■ **INFORMATION GIVEN**:
* * * * *

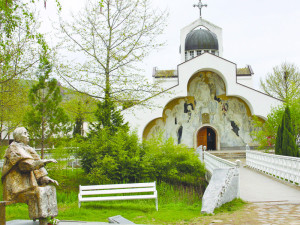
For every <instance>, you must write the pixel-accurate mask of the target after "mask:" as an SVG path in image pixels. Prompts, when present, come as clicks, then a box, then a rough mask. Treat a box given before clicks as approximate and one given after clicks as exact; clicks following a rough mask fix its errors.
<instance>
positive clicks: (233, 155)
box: [209, 151, 246, 159]
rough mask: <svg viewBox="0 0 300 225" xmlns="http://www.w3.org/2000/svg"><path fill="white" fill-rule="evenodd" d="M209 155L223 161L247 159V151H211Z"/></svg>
mask: <svg viewBox="0 0 300 225" xmlns="http://www.w3.org/2000/svg"><path fill="white" fill-rule="evenodd" d="M209 153H211V154H213V155H215V156H217V157H220V158H222V159H245V158H246V151H210V152H209Z"/></svg>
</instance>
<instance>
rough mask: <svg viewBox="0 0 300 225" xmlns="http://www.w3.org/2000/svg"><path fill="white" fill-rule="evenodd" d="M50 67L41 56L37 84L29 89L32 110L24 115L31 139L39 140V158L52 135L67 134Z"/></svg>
mask: <svg viewBox="0 0 300 225" xmlns="http://www.w3.org/2000/svg"><path fill="white" fill-rule="evenodd" d="M51 70H52V65H51V63H50V62H49V60H48V59H47V57H46V55H44V56H41V60H40V65H39V69H38V74H37V76H38V78H39V82H38V83H37V84H36V85H33V87H32V88H31V89H30V92H29V102H30V104H31V106H32V109H31V110H30V111H29V112H28V113H27V114H26V117H25V123H26V124H27V126H28V131H29V133H30V134H31V136H32V137H34V138H35V139H39V140H41V157H42V158H43V156H44V146H45V143H47V142H48V141H49V139H50V138H51V137H52V136H53V135H54V134H56V135H59V134H60V133H61V132H63V133H67V132H68V131H69V127H68V122H69V119H68V116H67V115H66V114H65V112H64V110H63V109H62V108H61V107H60V106H59V104H60V102H61V101H62V96H61V93H60V88H59V86H58V85H57V80H56V79H54V78H50V73H51Z"/></svg>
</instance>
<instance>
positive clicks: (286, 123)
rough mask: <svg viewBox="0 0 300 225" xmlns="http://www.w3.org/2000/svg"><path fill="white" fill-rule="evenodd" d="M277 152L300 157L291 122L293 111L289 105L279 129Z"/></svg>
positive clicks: (284, 114) (278, 132) (294, 135)
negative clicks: (291, 117)
mask: <svg viewBox="0 0 300 225" xmlns="http://www.w3.org/2000/svg"><path fill="white" fill-rule="evenodd" d="M275 153H276V154H280V155H287V156H295V157H296V156H297V157H299V150H298V147H297V144H296V140H295V135H294V129H293V127H292V123H291V113H290V109H289V107H288V106H287V107H286V109H285V112H284V115H283V117H282V123H281V125H280V126H279V128H278V131H277V137H276V145H275Z"/></svg>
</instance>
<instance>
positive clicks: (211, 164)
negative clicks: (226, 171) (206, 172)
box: [203, 152, 237, 173]
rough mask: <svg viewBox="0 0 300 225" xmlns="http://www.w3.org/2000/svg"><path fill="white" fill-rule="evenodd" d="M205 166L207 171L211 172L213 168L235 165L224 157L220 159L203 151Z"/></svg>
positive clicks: (231, 165) (212, 170) (226, 167)
mask: <svg viewBox="0 0 300 225" xmlns="http://www.w3.org/2000/svg"><path fill="white" fill-rule="evenodd" d="M203 156H204V163H205V167H206V169H207V170H208V171H209V172H211V173H212V172H213V171H214V169H220V168H235V167H237V165H236V164H235V163H233V162H230V161H228V160H226V159H222V158H220V157H217V156H215V155H213V154H210V153H208V152H203Z"/></svg>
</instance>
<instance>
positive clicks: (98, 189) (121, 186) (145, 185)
mask: <svg viewBox="0 0 300 225" xmlns="http://www.w3.org/2000/svg"><path fill="white" fill-rule="evenodd" d="M135 187H137V188H138V187H155V183H154V182H153V183H134V184H108V185H88V186H80V190H81V191H84V190H99V189H115V188H135Z"/></svg>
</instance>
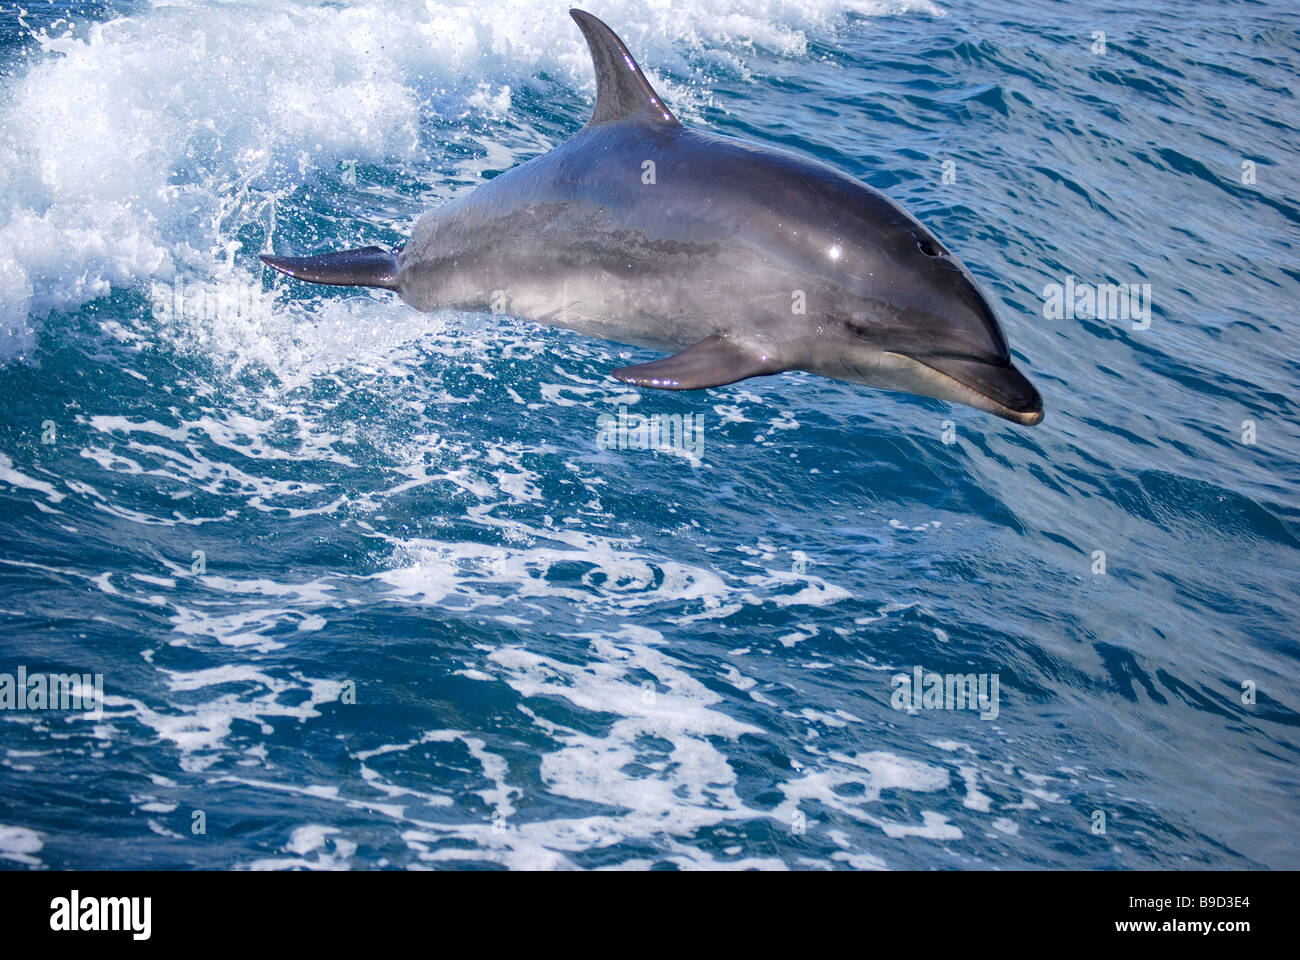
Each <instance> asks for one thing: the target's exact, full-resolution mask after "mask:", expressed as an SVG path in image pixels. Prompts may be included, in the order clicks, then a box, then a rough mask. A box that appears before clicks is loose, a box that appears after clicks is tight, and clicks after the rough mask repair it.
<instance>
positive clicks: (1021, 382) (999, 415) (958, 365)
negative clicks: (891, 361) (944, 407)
mask: <svg viewBox="0 0 1300 960" xmlns="http://www.w3.org/2000/svg"><path fill="white" fill-rule="evenodd" d="M900 355H901V356H906V358H907V359H909V360H913V362H914V363H917V364H919V366H922V367H924V368H926V371H927V373H928V375H932V376H939V377H944V381H946V382H940V384H936V386H941V388H943V394H941V395H946V397H949V398H950V399H956V401H959V402H962V403H965V405H967V406H971V407H975V408H976V410H985V411H988V412H989V414H993V415H996V416H1001V418H1002V419H1004V420H1010V421H1011V423H1018V424H1023V425H1024V427H1034V425H1035V424H1037V423H1041V421H1043V397H1040V395H1039V392H1037V390H1036V389H1035V388H1034V384H1031V382H1030V381H1028V379H1027V377H1026V376H1024V375H1023V373H1021V371H1018V369H1017V368H1015V367H1014V366H1011V364H1010V363H1008V364H1005V366H1001V364H996V363H985V362H984V360H972V359H970V358H959V356H923V358H922V356H913V355H910V354H900Z"/></svg>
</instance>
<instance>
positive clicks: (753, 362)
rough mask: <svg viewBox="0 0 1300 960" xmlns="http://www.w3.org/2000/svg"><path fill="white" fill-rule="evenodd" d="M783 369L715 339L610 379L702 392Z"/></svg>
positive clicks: (617, 369)
mask: <svg viewBox="0 0 1300 960" xmlns="http://www.w3.org/2000/svg"><path fill="white" fill-rule="evenodd" d="M783 369H785V368H784V367H781V366H780V364H779V363H776V362H775V360H772V359H771V358H770V356H768V355H767V354H764V353H761V351H758V350H754V349H751V347H742V346H740V345H737V343H735V342H733V341H729V340H725V338H723V337H718V336H714V337H710V338H708V340H702V341H699V342H698V343H695V345H694V346H692V347H686V349H685V350H682V351H681V353H680V354H673V355H672V356H664V358H663V359H662V360H651V362H650V363H638V364H637V366H634V367H620V368H619V369H616V371H614V372H612V373H611V375H610V376H612V377H614V379H615V380H621V381H623V382H625V384H636V385H637V386H656V388H659V389H660V390H701V389H703V388H706V386H722V385H723V384H735V382H736V381H737V380H748V379H749V377H761V376H764V375H767V373H780V372H781V371H783Z"/></svg>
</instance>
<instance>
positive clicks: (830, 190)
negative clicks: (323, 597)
mask: <svg viewBox="0 0 1300 960" xmlns="http://www.w3.org/2000/svg"><path fill="white" fill-rule="evenodd" d="M571 13H572V16H573V20H576V21H577V25H578V26H580V27H581V29H582V34H584V35H585V36H586V42H588V46H589V47H590V48H591V60H593V61H594V65H595V77H597V95H595V109H594V112H593V113H591V118H590V121H588V124H586V126H584V127H582V129H581V130H580V131H578V133H576V134H575V135H573V137H571V138H569V139H568V140H565V142H564V143H562V144H560V146H558V147H556V148H555V150H552V151H550V152H549V153H545V155H542V156H539V157H537V159H534V160H530V161H529V163H525V164H521V165H520V167H516V168H513V169H511V170H508V172H507V173H503V174H500V176H499V177H495V178H494V180H490V181H487V182H486V183H484V185H481V186H478V187H477V189H474V190H473V191H471V193H469V194H467V195H464V196H461V198H459V199H455V200H451V202H448V203H446V204H443V206H442V207H439V208H438V209H434V211H430V212H428V213H425V215H424V216H422V217H421V219H420V221H419V222H417V224H416V226H415V230H413V233H412V235H411V239H409V241H408V242H407V243H406V246H404V247H400V248H399V250H398V251H386V250H382V248H380V247H364V248H361V250H348V251H346V252H339V254H325V255H321V256H307V258H290V256H263V260H265V261H266V263H268V264H269V265H272V267H274V268H276V269H278V271H282V272H283V273H287V274H289V276H291V277H298V278H299V280H309V281H312V282H316V284H341V285H361V286H377V287H385V289H389V290H395V291H398V294H400V297H402V299H404V300H406V302H407V303H409V304H411V306H413V307H416V308H417V310H426V311H429V310H439V308H458V310H487V308H489V307H491V306H494V303H495V306H500V302H502V298H504V303H506V304H508V306H507V310H508V312H511V313H513V315H516V316H520V317H524V319H528V320H534V321H538V323H545V324H551V325H555V327H564V328H568V329H573V330H577V332H580V333H582V334H586V336H591V337H603V338H607V340H612V341H617V342H623V343H634V345H638V346H647V347H655V349H660V350H673V351H680V353H675V355H672V356H667V358H664V359H660V360H654V362H651V363H642V364H638V366H636V367H624V368H621V369H616V371H614V376H615V377H616V379H619V380H623V381H625V382H630V384H638V385H641V386H658V388H663V389H669V390H693V389H699V388H706V386H718V385H720V384H731V382H736V381H737V380H745V379H746V377H753V376H761V375H764V373H777V372H780V371H787V369H805V371H811V372H814V373H820V375H823V376H828V377H835V379H839V380H849V381H854V382H862V384H867V385H871V386H880V388H885V389H893V390H906V392H909V393H917V394H923V395H928V397H939V398H941V399H948V401H956V402H958V403H966V405H969V406H972V407H978V408H980V410H987V411H988V412H991V414H996V415H997V416H1002V418H1005V419H1008V420H1013V421H1015V423H1021V424H1027V425H1028V424H1036V423H1039V421H1040V420H1041V419H1043V401H1041V399H1040V397H1039V393H1037V390H1035V389H1034V385H1032V384H1030V381H1028V380H1027V379H1026V377H1024V376H1023V375H1022V373H1021V372H1019V371H1018V369H1017V368H1015V367H1014V366H1011V356H1010V351H1009V350H1008V345H1006V337H1005V336H1004V334H1002V329H1001V327H1000V325H998V323H997V317H996V316H995V315H993V311H992V308H991V307H989V306H988V302H987V300H985V299H984V297H983V295H982V294H980V291H979V290H978V289H976V286H975V282H974V280H972V278H971V276H970V273H969V272H967V271H966V268H965V267H963V265H962V264H961V261H958V260H957V258H956V256H953V255H952V254H950V252H949V251H948V248H946V247H945V246H944V245H943V243H940V241H939V239H937V238H936V237H935V235H933V234H932V233H930V232H928V230H927V229H926V228H924V226H922V225H920V224H919V222H917V221H915V220H914V219H913V217H911V216H910V215H909V213H906V212H905V211H904V209H902V208H901V207H898V206H897V204H896V203H893V202H892V200H889V199H888V198H887V196H884V195H883V194H880V193H878V191H875V190H872V189H871V187H868V186H867V185H865V183H862V182H859V181H857V180H854V178H853V177H849V176H845V174H842V173H839V172H836V170H833V169H831V168H828V167H824V165H822V164H818V163H814V161H810V160H803V159H801V157H797V156H792V155H789V153H784V152H780V151H776V150H770V148H767V147H761V146H755V144H751V143H745V142H742V140H736V139H731V138H727V137H718V135H714V134H707V133H699V131H697V130H692V129H689V127H686V126H682V125H681V124H680V122H679V121H677V120H676V117H673V114H672V112H671V111H669V109H668V107H667V105H666V104H664V103H663V100H662V99H660V98H659V95H658V94H655V91H654V88H651V86H650V83H649V82H646V78H645V77H643V75H642V74H641V70H640V68H638V66H637V64H636V61H634V60H633V59H632V55H630V53H629V52H628V48H627V47H625V46H624V44H623V42H621V40H620V39H619V38H617V36H616V35H615V34H614V31H612V30H610V27H607V26H606V25H604V23H603V22H601V21H599V20H597V18H595V17H593V16H591V14H589V13H584V12H582V10H572V12H571Z"/></svg>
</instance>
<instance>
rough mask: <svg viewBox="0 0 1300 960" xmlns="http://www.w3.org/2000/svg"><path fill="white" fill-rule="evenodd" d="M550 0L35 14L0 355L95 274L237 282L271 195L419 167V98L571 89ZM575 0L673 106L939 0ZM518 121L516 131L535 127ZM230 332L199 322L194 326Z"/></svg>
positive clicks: (18, 153) (562, 14)
mask: <svg viewBox="0 0 1300 960" xmlns="http://www.w3.org/2000/svg"><path fill="white" fill-rule="evenodd" d="M568 5H569V4H568V0H498V3H494V4H493V8H491V16H490V17H484V16H482V8H481V4H480V3H477V0H429V1H428V3H424V4H413V3H408V0H365V1H364V3H363V1H361V0H352V1H339V3H313V1H308V0H286V1H285V3H282V4H277V5H276V8H274V9H273V10H268V9H266V7H265V5H264V4H261V3H257V1H256V0H227V1H226V3H221V4H208V3H200V0H169V1H168V3H156V4H152V5H147V7H142V8H139V9H138V10H133V12H131V14H130V16H120V17H116V18H113V20H110V21H108V22H94V21H90V20H85V18H78V20H77V22H75V25H74V26H69V25H68V23H66V22H62V23H61V25H60V27H59V31H57V33H56V34H47V33H42V34H40V35H39V36H38V38H36V39H38V42H39V46H40V51H39V52H38V53H36V56H34V57H32V61H31V65H30V66H27V68H26V69H22V68H19V69H18V70H16V72H14V74H13V75H10V77H9V78H8V79H6V81H5V83H4V85H3V87H0V362H5V360H9V359H12V358H16V356H23V355H26V354H27V353H29V351H30V350H31V347H32V343H34V340H35V336H36V325H38V324H39V320H35V319H34V317H40V316H43V315H44V313H47V312H48V311H49V310H55V308H75V307H77V306H79V304H82V303H85V302H87V300H90V299H94V298H98V297H103V295H105V294H107V293H109V291H110V290H113V289H121V287H129V286H136V285H140V284H142V282H146V281H149V280H170V278H175V277H186V278H187V280H191V281H194V280H198V281H200V282H214V281H216V280H217V278H218V277H220V276H225V277H226V278H234V280H235V281H237V282H243V284H247V285H256V276H240V274H238V273H233V274H231V273H224V272H222V267H221V264H222V263H225V261H226V255H227V251H229V250H230V248H231V247H233V245H234V237H235V234H237V232H238V230H239V228H240V226H243V225H246V224H248V222H261V224H263V225H264V226H266V228H268V229H273V225H274V204H276V200H277V198H278V196H279V195H282V194H283V193H285V191H286V190H289V189H290V187H291V186H292V185H294V183H296V182H302V181H303V180H305V178H309V177H312V176H315V174H317V173H321V172H328V173H338V170H339V169H341V164H342V163H343V161H352V163H365V161H380V163H387V164H393V163H417V164H419V163H424V164H425V167H424V169H426V170H429V172H430V178H433V177H434V174H433V170H435V169H438V163H437V159H434V161H433V163H429V161H428V159H426V157H422V156H421V153H420V131H421V124H422V122H429V121H428V120H426V117H434V118H439V117H441V118H442V120H443V121H460V120H464V118H467V117H472V116H476V114H477V116H484V117H499V116H503V114H506V113H507V112H508V111H510V107H511V103H512V100H513V98H515V96H516V95H517V92H519V91H521V90H528V88H541V81H539V79H538V77H539V75H542V74H546V75H549V77H552V78H555V81H558V82H559V83H560V85H563V86H565V87H568V88H571V90H573V91H578V92H580V94H581V95H584V96H588V98H589V96H590V95H591V91H593V87H594V83H593V77H591V68H590V61H589V57H588V53H586V49H585V46H584V42H582V39H581V35H580V33H578V30H577V29H576V26H575V25H573V23H572V22H571V21H569V18H568V16H567V7H568ZM591 5H593V7H594V8H595V9H594V10H593V12H594V13H597V14H598V16H604V17H607V18H608V20H610V22H611V23H612V25H614V26H615V27H616V29H617V31H619V33H620V34H621V35H623V36H624V39H625V40H627V42H628V43H629V46H630V47H632V49H633V51H634V52H636V55H637V56H638V59H640V60H641V62H642V65H643V66H645V68H646V70H647V73H649V74H650V75H651V79H653V81H655V82H658V83H659V86H660V91H662V92H663V94H664V96H667V98H668V99H669V100H672V101H673V103H675V105H676V107H677V109H679V112H684V113H685V114H688V116H689V114H690V112H692V109H693V108H694V107H695V105H698V104H699V103H702V101H703V99H705V95H703V94H702V90H703V88H706V87H707V78H708V75H710V72H715V70H724V72H737V70H738V72H741V73H745V70H746V69H748V68H746V64H748V61H749V60H750V59H751V57H753V52H754V48H762V49H766V51H770V52H771V53H774V55H776V56H783V57H800V56H803V55H805V53H806V51H807V31H810V30H814V31H829V30H833V29H835V27H836V25H837V23H841V22H842V17H844V14H845V12H849V10H853V12H857V13H859V14H865V16H876V14H881V13H893V12H901V10H915V12H922V13H930V14H937V13H939V10H937V8H935V5H933V4H931V3H928V0H907V1H904V0H894V1H892V3H891V1H884V0H846V1H845V0H839V1H836V0H766V3H753V0H710V3H702V1H701V0H662V1H660V3H655V4H651V5H643V7H615V5H612V4H606V3H593V4H591ZM666 72H672V73H676V74H677V75H680V77H685V78H689V81H688V82H685V83H682V82H675V83H669V82H667V79H666V75H664V74H666ZM542 92H547V91H546V90H542ZM549 92H555V91H554V88H551V90H550V91H549ZM534 139H537V140H538V142H537V143H536V144H534V146H533V147H532V150H534V151H541V150H543V148H545V147H546V146H549V144H547V143H546V142H542V140H541V138H534ZM482 146H485V148H487V150H489V153H490V155H491V153H493V148H495V156H490V157H489V161H490V164H498V165H500V164H510V163H511V161H512V160H515V159H517V157H513V156H512V153H511V151H510V150H503V148H502V147H500V144H493V143H491V142H489V143H486V144H482ZM472 163H474V164H478V163H481V161H477V160H476V161H472ZM469 173H472V174H473V176H477V174H476V173H474V172H473V170H469ZM413 212H415V211H412V215H413ZM357 216H367V215H365V213H364V212H360V211H359V212H357ZM369 216H370V217H373V216H374V213H373V212H370V213H369ZM363 302H364V300H363ZM122 329H123V332H125V328H122ZM230 334H231V332H230V330H226V332H222V330H214V329H207V330H204V332H203V336H204V337H212V338H213V340H214V343H209V345H208V346H221V345H222V343H221V341H222V340H224V338H226V337H230ZM233 340H237V341H238V337H233ZM239 346H240V347H242V349H243V350H244V351H250V350H252V351H256V349H257V346H259V343H257V342H256V341H253V342H250V341H248V340H247V338H246V340H244V341H243V342H242V343H239ZM783 425H784V424H783Z"/></svg>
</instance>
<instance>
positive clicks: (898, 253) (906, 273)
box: [828, 204, 1043, 425]
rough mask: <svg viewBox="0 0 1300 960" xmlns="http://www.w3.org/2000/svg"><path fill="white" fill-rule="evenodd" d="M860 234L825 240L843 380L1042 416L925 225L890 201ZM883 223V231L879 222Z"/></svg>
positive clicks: (957, 267) (1017, 421) (986, 308)
mask: <svg viewBox="0 0 1300 960" xmlns="http://www.w3.org/2000/svg"><path fill="white" fill-rule="evenodd" d="M880 213H884V215H885V217H887V219H888V220H889V222H888V224H880V222H879V220H878V222H876V229H874V230H871V235H870V237H868V238H866V243H867V245H870V247H866V246H865V247H859V248H858V250H854V248H853V247H854V246H857V245H852V242H849V243H845V245H844V247H842V248H841V247H837V246H836V245H832V246H831V248H829V251H828V256H829V258H831V259H832V260H841V261H845V260H849V259H850V258H853V255H854V254H859V256H858V258H857V259H858V268H857V269H855V268H854V265H853V264H850V263H844V268H842V271H840V277H839V278H840V282H841V284H842V289H844V293H845V297H844V300H842V311H840V312H841V313H842V315H841V316H837V317H836V320H837V323H839V324H842V329H839V330H833V332H832V333H833V336H832V341H833V342H835V345H836V346H835V349H837V350H839V351H840V360H841V363H842V364H844V368H845V371H846V372H848V375H849V379H853V380H859V381H861V382H866V384H871V385H872V386H884V388H887V389H898V390H906V392H907V393H917V394H922V395H927V397H937V398H940V399H946V401H953V402H957V403H965V405H967V406H971V407H976V408H979V410H985V411H988V412H991V414H996V415H997V416H1001V418H1004V419H1006V420H1011V421H1013V423H1018V424H1024V425H1034V424H1036V423H1039V421H1041V420H1043V398H1041V397H1040V395H1039V392H1037V390H1036V389H1035V388H1034V385H1032V384H1031V382H1030V381H1028V380H1027V379H1026V377H1024V375H1023V373H1021V371H1018V369H1017V368H1015V367H1014V366H1013V364H1011V354H1010V350H1009V349H1008V345H1006V337H1005V336H1004V333H1002V328H1001V325H1000V324H998V321H997V316H996V315H995V313H993V308H992V307H991V306H989V303H988V300H987V299H985V297H984V295H983V293H980V290H979V287H978V286H976V285H975V280H974V278H972V277H971V274H970V271H967V269H966V267H965V265H963V264H962V263H961V261H959V260H958V259H957V258H956V256H954V255H953V254H952V252H950V251H949V250H948V248H946V247H945V246H944V245H943V243H941V242H940V241H939V239H937V238H936V237H935V235H933V234H932V233H930V232H928V230H927V229H926V228H924V226H922V225H920V224H918V222H917V221H915V220H913V219H911V217H910V216H909V215H906V213H905V212H904V211H901V209H898V208H896V207H893V206H892V204H888V207H887V208H885V209H884V211H878V217H879V215H880ZM885 226H887V228H888V229H883V228H885Z"/></svg>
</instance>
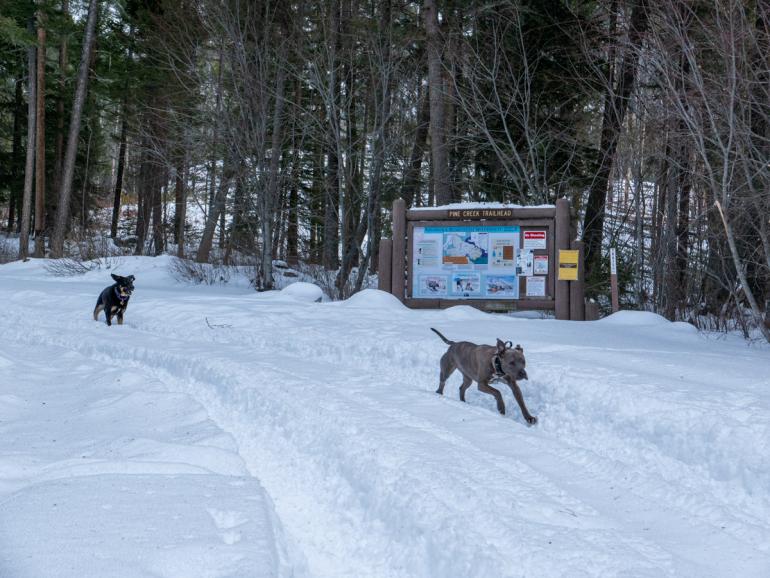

* * * * *

■ **BRIEF**: Pictures should not appear; only the lines from the start of the listing above to the line containing "box: [209, 151, 246, 159]", both ends included, are to be repeated exactly.

■ **RESULT FOR THIS TASK**:
For every <instance>, you must write the pixel-accurate mask of the target after "mask:" as an SVG path in image pixels. Prompts, when present, come as clicks, then a box, then a rough mask. Treat a box given before clicks as approximate and one given after clicks as exact; clicks following a rough mask fix its errors.
<instance>
positive clicks: (233, 155)
box: [209, 151, 246, 159]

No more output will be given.